Given exercise - Lay out every line of the records below as a JSON list of strings, one string per line, with blank lines and the pictures left out.

Excerpts of annotation records:
___

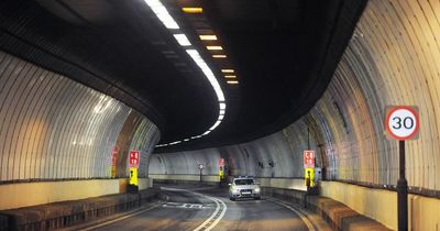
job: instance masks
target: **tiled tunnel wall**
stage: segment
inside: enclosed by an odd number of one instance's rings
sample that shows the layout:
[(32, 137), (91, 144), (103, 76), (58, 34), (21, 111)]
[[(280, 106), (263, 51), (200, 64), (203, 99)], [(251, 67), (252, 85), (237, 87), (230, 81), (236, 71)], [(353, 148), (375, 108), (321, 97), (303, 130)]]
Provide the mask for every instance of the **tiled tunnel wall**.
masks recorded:
[(109, 178), (141, 151), (140, 176), (160, 139), (155, 124), (122, 102), (0, 52), (0, 183)]
[[(371, 0), (330, 86), (308, 114), (250, 143), (155, 154), (150, 173), (194, 174), (198, 160), (191, 156), (204, 154), (212, 165), (227, 158), (232, 175), (302, 177), (309, 130), (327, 179), (395, 185), (398, 142), (385, 138), (383, 120), (386, 106), (408, 105), (419, 107), (421, 121), (419, 139), (406, 142), (408, 184), (413, 191), (438, 193), (439, 22), (437, 1)], [(209, 170), (217, 174), (217, 167)]]

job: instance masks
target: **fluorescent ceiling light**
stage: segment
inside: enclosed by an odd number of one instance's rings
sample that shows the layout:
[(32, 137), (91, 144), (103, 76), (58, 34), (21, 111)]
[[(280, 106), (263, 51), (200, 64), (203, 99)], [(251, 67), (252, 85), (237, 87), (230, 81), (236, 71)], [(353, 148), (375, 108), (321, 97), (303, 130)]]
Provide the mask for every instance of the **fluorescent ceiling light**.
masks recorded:
[(174, 21), (172, 15), (169, 15), (168, 11), (161, 3), (160, 0), (144, 0), (144, 1), (152, 9), (154, 14), (156, 14), (158, 20), (161, 20), (161, 22), (165, 25), (165, 28), (167, 28), (167, 29), (179, 29), (179, 26), (176, 23), (176, 21)]
[(213, 75), (212, 70), (208, 67), (205, 61), (201, 58), (200, 54), (196, 50), (186, 50), (189, 56), (196, 62), (197, 66), (201, 69), (205, 76), (208, 78), (209, 82), (211, 84), (213, 90), (216, 91), (217, 98), (219, 101), (224, 101), (224, 95), (221, 90), (219, 81), (217, 81), (216, 76)]
[(201, 13), (204, 12), (202, 8), (182, 8), (185, 13)]
[(221, 120), (218, 120), (218, 121), (209, 129), (209, 131), (215, 130), (220, 123), (221, 123)]
[(221, 46), (207, 46), (207, 50), (209, 50), (209, 51), (222, 51), (223, 47), (221, 47)]
[(188, 37), (185, 34), (173, 34), (180, 46), (190, 46), (191, 43), (189, 42)]
[(207, 41), (216, 41), (217, 36), (216, 35), (199, 35), (200, 40), (207, 40)]

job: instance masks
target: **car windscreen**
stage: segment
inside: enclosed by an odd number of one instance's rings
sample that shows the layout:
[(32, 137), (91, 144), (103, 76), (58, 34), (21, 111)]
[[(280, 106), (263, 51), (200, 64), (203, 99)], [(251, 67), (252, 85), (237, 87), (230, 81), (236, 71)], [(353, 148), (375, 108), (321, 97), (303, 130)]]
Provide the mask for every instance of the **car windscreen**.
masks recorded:
[(253, 179), (235, 179), (235, 185), (254, 185)]

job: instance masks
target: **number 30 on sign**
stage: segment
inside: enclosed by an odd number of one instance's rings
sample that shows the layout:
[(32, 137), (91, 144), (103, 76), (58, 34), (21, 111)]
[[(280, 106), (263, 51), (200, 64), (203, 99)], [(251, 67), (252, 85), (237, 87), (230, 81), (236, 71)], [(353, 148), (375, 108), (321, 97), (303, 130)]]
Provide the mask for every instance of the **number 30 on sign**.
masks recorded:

___

Solution to this problem -
[
  "job: instance masks",
  "target: **tiled tunnel wall**",
  "stage: segment",
  "inside: enclosed by an odd number of one instance's rings",
  "sample that shows the layout:",
  "[(32, 137), (91, 144), (103, 76), (58, 34), (21, 111)]",
  "[[(280, 106), (263, 51), (200, 64), (203, 99)], [(251, 67), (252, 85), (237, 87), (230, 81), (236, 71)], [(353, 148), (375, 108), (321, 97), (303, 130)]]",
  "Provide the mask for every instance of the **tiled tunnel wall**.",
  "masks recorded:",
  "[(109, 178), (141, 151), (140, 176), (160, 139), (155, 124), (122, 102), (0, 52), (0, 183)]",
  "[[(371, 0), (330, 86), (308, 114), (250, 143), (155, 154), (150, 173), (194, 174), (198, 160), (191, 156), (204, 154), (212, 165), (227, 158), (232, 175), (302, 177), (309, 130), (327, 179), (395, 185), (398, 142), (385, 138), (383, 120), (386, 106), (408, 105), (419, 107), (421, 121), (419, 139), (406, 142), (408, 184), (413, 191), (438, 193), (439, 22), (437, 1)], [(209, 170), (217, 174), (217, 167)]]",
  "job: instance masks",
  "target: **fluorescent ceiling light**",
  "stage: segment",
  "inside: enclosed by an odd number of one instance's rings",
  "sample that shows the layout:",
  "[(32, 137), (91, 144), (103, 76), (58, 34), (21, 111)]",
  "[[(280, 106), (263, 51), (200, 64), (203, 99)], [(251, 67), (252, 85), (237, 87), (230, 81), (236, 71)], [(353, 148), (375, 108), (321, 97), (303, 130)]]",
  "Provide the mask for every instance of the **fluorescent ceiling light**.",
  "masks recorded:",
  "[(174, 21), (172, 15), (169, 15), (168, 11), (161, 3), (160, 0), (144, 0), (144, 1), (152, 9), (154, 14), (156, 14), (158, 20), (161, 20), (161, 22), (165, 25), (165, 28), (167, 28), (167, 29), (179, 29), (179, 26), (176, 23), (176, 21)]",
  "[(213, 75), (212, 70), (208, 67), (205, 61), (201, 58), (200, 54), (196, 50), (186, 50), (189, 56), (196, 62), (197, 66), (201, 69), (205, 76), (208, 78), (209, 82), (211, 84), (213, 90), (216, 91), (217, 98), (219, 101), (224, 101), (224, 95), (221, 90), (219, 81), (217, 81), (216, 76)]",
  "[(201, 13), (204, 12), (202, 8), (182, 8), (185, 13)]",
  "[(221, 120), (218, 120), (218, 121), (209, 129), (209, 131), (215, 130), (220, 123), (221, 123)]",
  "[(221, 46), (207, 46), (207, 50), (209, 50), (209, 51), (222, 51), (223, 47), (221, 47)]",
  "[(188, 37), (185, 34), (173, 34), (180, 46), (190, 46), (191, 43), (189, 42)]",
  "[(207, 41), (216, 41), (217, 36), (216, 35), (199, 35), (200, 40), (207, 40)]",
  "job: instance masks",
  "target: **car windscreen**",
  "stage: segment",
  "inside: enclosed by an odd number of one instance's rings",
  "sample that shows the layout:",
  "[(32, 137), (91, 144), (103, 76), (58, 34), (21, 111)]",
  "[[(280, 106), (263, 51), (200, 64), (203, 99)], [(251, 67), (252, 85), (237, 87), (230, 81), (236, 71)], [(353, 148), (375, 108), (321, 97), (303, 130)]]",
  "Provide the mask for every instance of the **car windscreen**.",
  "masks recorded:",
  "[(253, 179), (235, 179), (235, 185), (254, 185)]",
  "job: instance masks",
  "target: **number 30 on sign**",
  "stage: segment",
  "inside: enclosed by an odd number of one instance's rings",
  "sample that shows the layout:",
  "[(32, 137), (91, 144), (103, 76), (58, 34), (21, 111)]",
  "[[(280, 106), (263, 51), (200, 64), (203, 99)], [(251, 67), (252, 85), (237, 87), (230, 81), (236, 71)], [(353, 148), (375, 108), (321, 97), (303, 130)]]",
  "Provide the mask for every instance of the **number 30 on sign**.",
  "masks recorded:"
]